Stated task: Copy the entries below exactly. Images do not belong in the copy.

Data records:
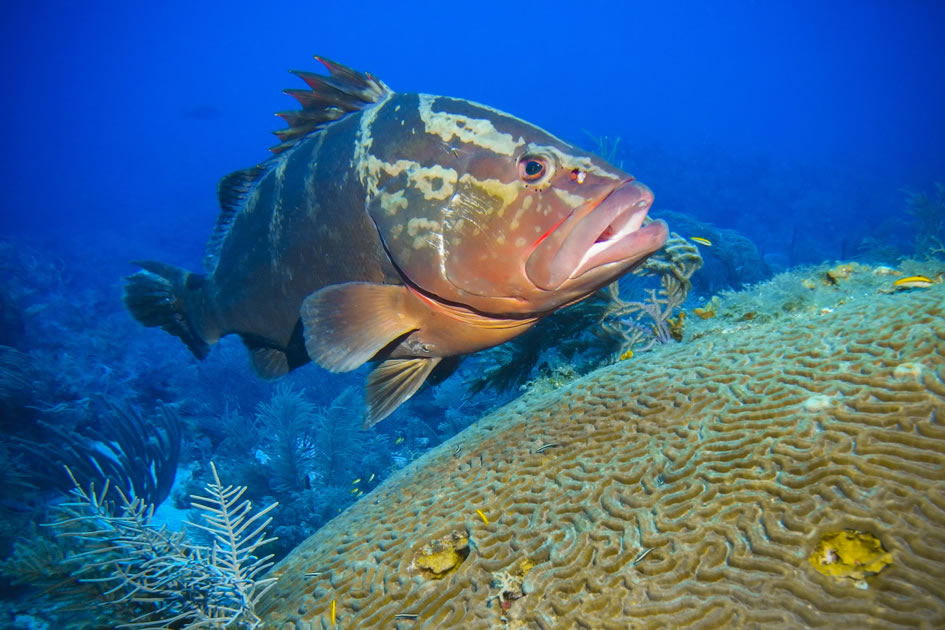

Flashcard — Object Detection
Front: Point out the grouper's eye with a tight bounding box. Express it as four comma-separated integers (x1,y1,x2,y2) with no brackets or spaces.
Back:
518,155,549,184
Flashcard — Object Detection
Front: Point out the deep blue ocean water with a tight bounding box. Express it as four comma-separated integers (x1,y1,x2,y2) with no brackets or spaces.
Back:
0,0,945,628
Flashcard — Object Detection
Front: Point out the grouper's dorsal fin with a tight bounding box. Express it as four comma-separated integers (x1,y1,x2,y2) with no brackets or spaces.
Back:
269,56,392,153
203,164,266,272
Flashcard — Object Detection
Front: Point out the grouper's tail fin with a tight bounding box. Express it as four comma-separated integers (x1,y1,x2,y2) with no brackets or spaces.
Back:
122,260,210,359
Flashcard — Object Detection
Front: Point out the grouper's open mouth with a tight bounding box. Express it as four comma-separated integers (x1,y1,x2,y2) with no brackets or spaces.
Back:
525,181,669,291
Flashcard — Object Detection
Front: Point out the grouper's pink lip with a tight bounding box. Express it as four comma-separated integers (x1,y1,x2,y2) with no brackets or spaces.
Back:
525,180,668,291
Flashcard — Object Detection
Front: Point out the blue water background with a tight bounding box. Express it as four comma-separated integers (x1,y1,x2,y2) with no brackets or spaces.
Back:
0,0,945,266
0,0,945,616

Solution below:
Flashcard — Object Detection
Front: Point out the grouper's eye with a tight bounding box. Express it as four comma-separated integers (x1,y1,x2,y2) with no brackets or spaces.
Back:
518,155,549,184
Flashcard — Object Detection
Front: Point out the deep blue ocean water with a tight bounding box. Express it as four comma-separated integers (x1,y1,x2,y2) with no brackets or spaces.
Back:
0,0,945,628
Flashcard — Object Detection
Front: Point out the grouper's dorsal fin with a tight bounding box. Express it as four comma-separated integers (x1,y1,x2,y2) with no brackets or spaces.
Back:
269,56,392,153
203,164,266,272
Flashcard — Object Detection
Front: Point out the grouper's tail fin with a tight bounding box. Express it as four comma-separated integers (x1,y1,x2,y2) with no brackets or spaces.
Back:
122,260,210,359
Flashcard — Object Detection
Front: Point out the grouper's open mouth with a tight bounding box. Express it as four comma-separated integers (x1,y1,x2,y2) with no brackets or spaces.
Back:
525,181,669,291
Flashcard — Object Detection
Front: Point out the grouper's pink lip with a tight bounding box. Express it as four comma-separated integers (x1,y1,x2,y2) with no brackets or spaces.
Back:
525,180,668,291
Flashcard — Object Detection
Front: Point out the blue water background with a tight bounding box. Express it as four comma-separated integers (x1,y1,x2,y2) with no brackets or spaces.
Back:
0,0,945,266
0,0,945,616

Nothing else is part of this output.